◆ EXCERPT TO READ:
:::::
In the Middle Ages, Bayonne was already a fortified city under English domination from the 12th to the 15th centuries. The population became more numerous and extended beyond the perimeter walls to settle in the suburbs surrounded by fields and vineyards where the suburb of Saint Léon was an extension from the gate of the same name. The chronicler Froissart stated that "the suburb (was) as important as the city". Saint Léon was organized around its church (Saint Léon) and extended to the "Port of Beyries" and "to the Arritzague Stream". The church dates back to 1089. Two parishes seem to have been identified: Saint Léon and Brindos. However, before the end of the 16th century, Bayonne was taken from the English by the Kingdom of France and the suburbs were demolished (Saint Léon, Marracq, and Beyris) as being too close and too prejudicial to the defence of the walled city, which concentrated within the confines of the existing small and large Bayonne (which explains the density and height of buildings in the centre of Bayonne). France was wary of Spain who tried several times to capture Bayonne (1523 and 1552).

In 1557, the Saint Léon church was demolished and transferred to its current location in 1564 in front of the current Hôtel de Ville (town hall) of Anglet. As Manex Goyhenetche points out in his book on Anglet, the city was then "the surrounding countryside of Bayonne", "densely populated rural suburb of peasants". It was more than a single entity, but a set of different districts including religious buildings (chapels) which have disappeared today. It was a large rural territory dominated by a topography of landforms (plateaus and terraces) and lower parts (Barthes and streams) covered various agricultural operations, woods, orchards, vineyards, and mills which lived on agriculture and cattle.

===The rivalry between Anglet and Bayonne===
Bayonne then had a monopoly on trade and fishing in the whole basin of the Adour from Biarritz to Capbreton. Bayonne tried to master the marshy strip of land that was once on the left bank of the river when the natural mouth of the Adour was much further north (located in the tenth century at Cape Breton then, after yet another quirk of the River, at Vieux Boucau from 1310 to 1578). The major event of this period was the diversion of the Adour. Trade in Bayonne declined due to the remoteness of the river mouth and especially the silting of the Adour that prevented large vessels enter the estuary. Louis de Foix, an engineer sent by the king, succeeded, after many efforts using local labour, in diverting the river to allow an exit for the Adour only 5 or 6 km from Bayonne.
:::::
◆ YOUR TASKS:
(a) Quote the passage on the history of Anglet and Bayonne exactly, from "In 1557, the" up to and including "agriculture and cattle.".
(b) According to the passage on Anglet and Bayonne, in what year does the Saint Léon church date back to?
(c) Proceed with the history of Anglet and Bayonne, writing on from the last sentence shown.
:::::
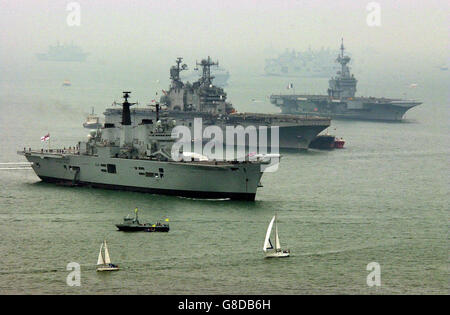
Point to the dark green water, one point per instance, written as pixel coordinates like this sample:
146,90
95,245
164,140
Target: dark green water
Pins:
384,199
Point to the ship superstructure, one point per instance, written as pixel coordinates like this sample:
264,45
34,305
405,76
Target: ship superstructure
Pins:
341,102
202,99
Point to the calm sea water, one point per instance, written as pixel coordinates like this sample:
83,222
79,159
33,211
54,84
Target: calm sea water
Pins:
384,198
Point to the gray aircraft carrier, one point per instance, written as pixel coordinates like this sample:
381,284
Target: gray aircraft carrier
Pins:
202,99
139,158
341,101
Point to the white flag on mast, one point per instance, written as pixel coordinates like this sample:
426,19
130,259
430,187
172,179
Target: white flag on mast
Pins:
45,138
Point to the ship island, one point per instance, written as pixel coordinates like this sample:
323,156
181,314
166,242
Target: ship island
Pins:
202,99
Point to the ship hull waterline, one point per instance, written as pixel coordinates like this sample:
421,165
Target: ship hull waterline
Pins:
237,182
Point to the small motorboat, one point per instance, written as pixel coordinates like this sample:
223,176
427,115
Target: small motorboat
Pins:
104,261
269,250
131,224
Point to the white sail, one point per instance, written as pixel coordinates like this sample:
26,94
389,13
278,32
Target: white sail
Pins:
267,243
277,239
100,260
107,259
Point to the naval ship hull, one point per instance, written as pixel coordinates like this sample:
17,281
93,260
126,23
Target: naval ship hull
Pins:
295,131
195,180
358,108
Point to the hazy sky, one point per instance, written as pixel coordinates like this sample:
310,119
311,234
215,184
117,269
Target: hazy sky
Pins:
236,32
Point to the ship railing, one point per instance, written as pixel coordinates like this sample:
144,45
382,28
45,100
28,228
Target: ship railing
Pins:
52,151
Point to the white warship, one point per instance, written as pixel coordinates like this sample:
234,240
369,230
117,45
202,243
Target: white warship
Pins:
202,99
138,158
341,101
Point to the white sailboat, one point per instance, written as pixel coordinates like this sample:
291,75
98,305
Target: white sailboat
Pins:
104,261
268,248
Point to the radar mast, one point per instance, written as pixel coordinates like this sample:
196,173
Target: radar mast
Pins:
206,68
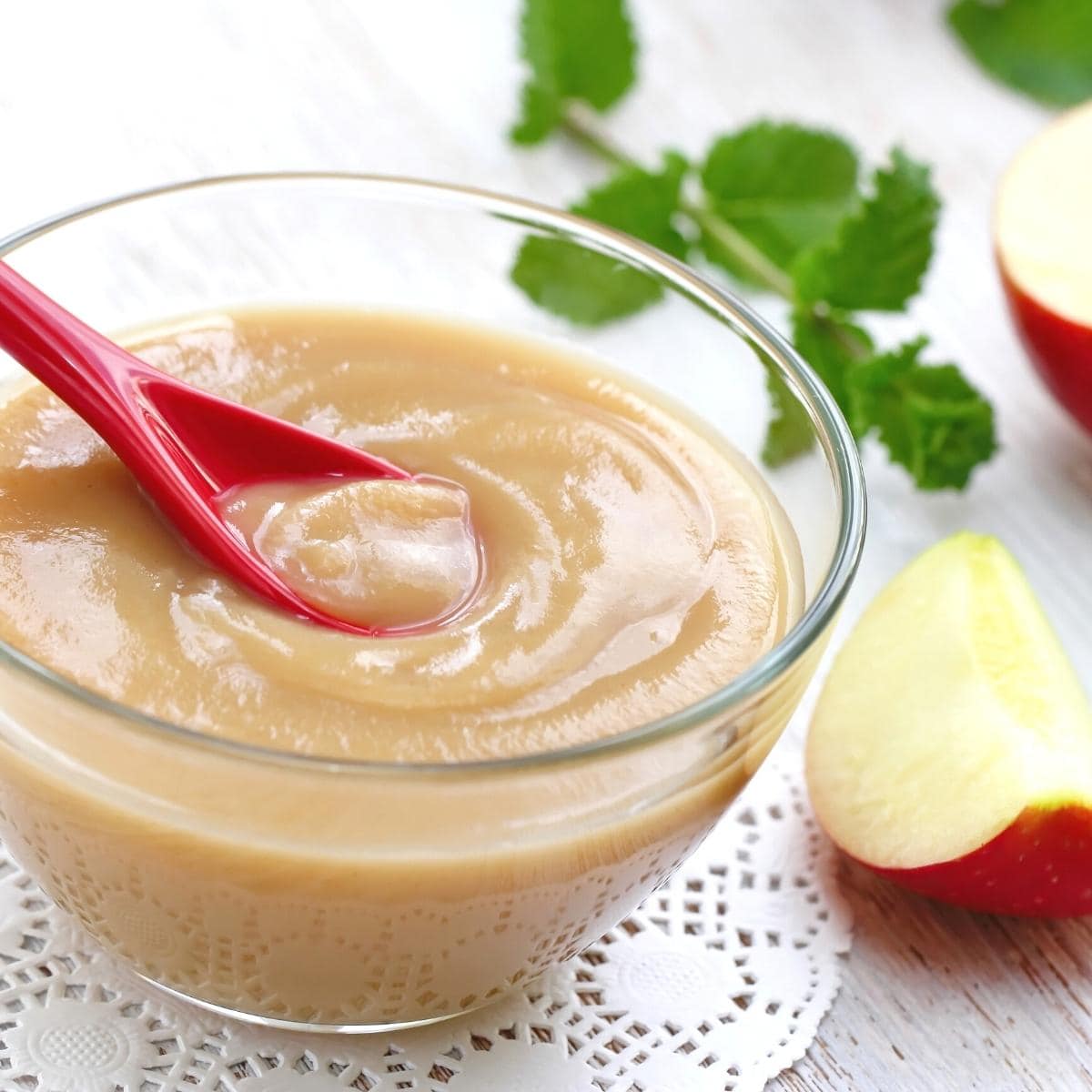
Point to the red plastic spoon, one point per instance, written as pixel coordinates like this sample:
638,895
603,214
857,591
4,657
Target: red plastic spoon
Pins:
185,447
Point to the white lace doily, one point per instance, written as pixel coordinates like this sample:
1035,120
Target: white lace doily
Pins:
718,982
:::::
◆ ANSWER SET:
(a)
In 1557, the Saint Léon church was demolished and transferred to its current location in 1564 in front of the current Hôtel de Ville (town hall) of Anglet. As Manex Goyhenetche points out in his book on Anglet, the city was then "the surrounding countryside of Bayonne", "densely populated rural suburb of peasants". It was more than a single entity, but a set of different districts including religious buildings (chapels) which have disappeared today. It was a large rural territory dominated by a topography of landforms (plateaus and terraces) and lower parts (Barthes and streams) covered various agricultural operations, woods, orchards, vineyards, and mills which lived on agriculture and cattle.

(b) 1089

(c)
Rivalries and conflicts between Anglet and Bayonne continued for the jurisdiction and rights over this sandy strip of land that was now cut in half, with one part north of the Adour and not solely on the left bank of the river, which complicated the situation even more. A war of justification of the boundary marks and rights therefore intensified between the two cities to see who could enjoy the sands of Gauseirans where were identified as "Les Pignadas". The name of Gauseirans/Betenave would be resumed in Gibraltar and then "basquised" to Chimberta and Chiberta.

In the texts of the city of Bayonne, it says to maintain the rights to the land and demand the sand. Conversely, England on its side tried to justify the demarcation, especially those "north of the river", and showed grazing agreements from 1395 and 1525 before the diversion ("to Betenave, located in the vast space of Gauseirans containing the sand and pignadas attached "to the farm lands" of Anglet"). This did not deter the rivalry that continued throughout the 17th and 18th centuries and finally ended in settlement agreements.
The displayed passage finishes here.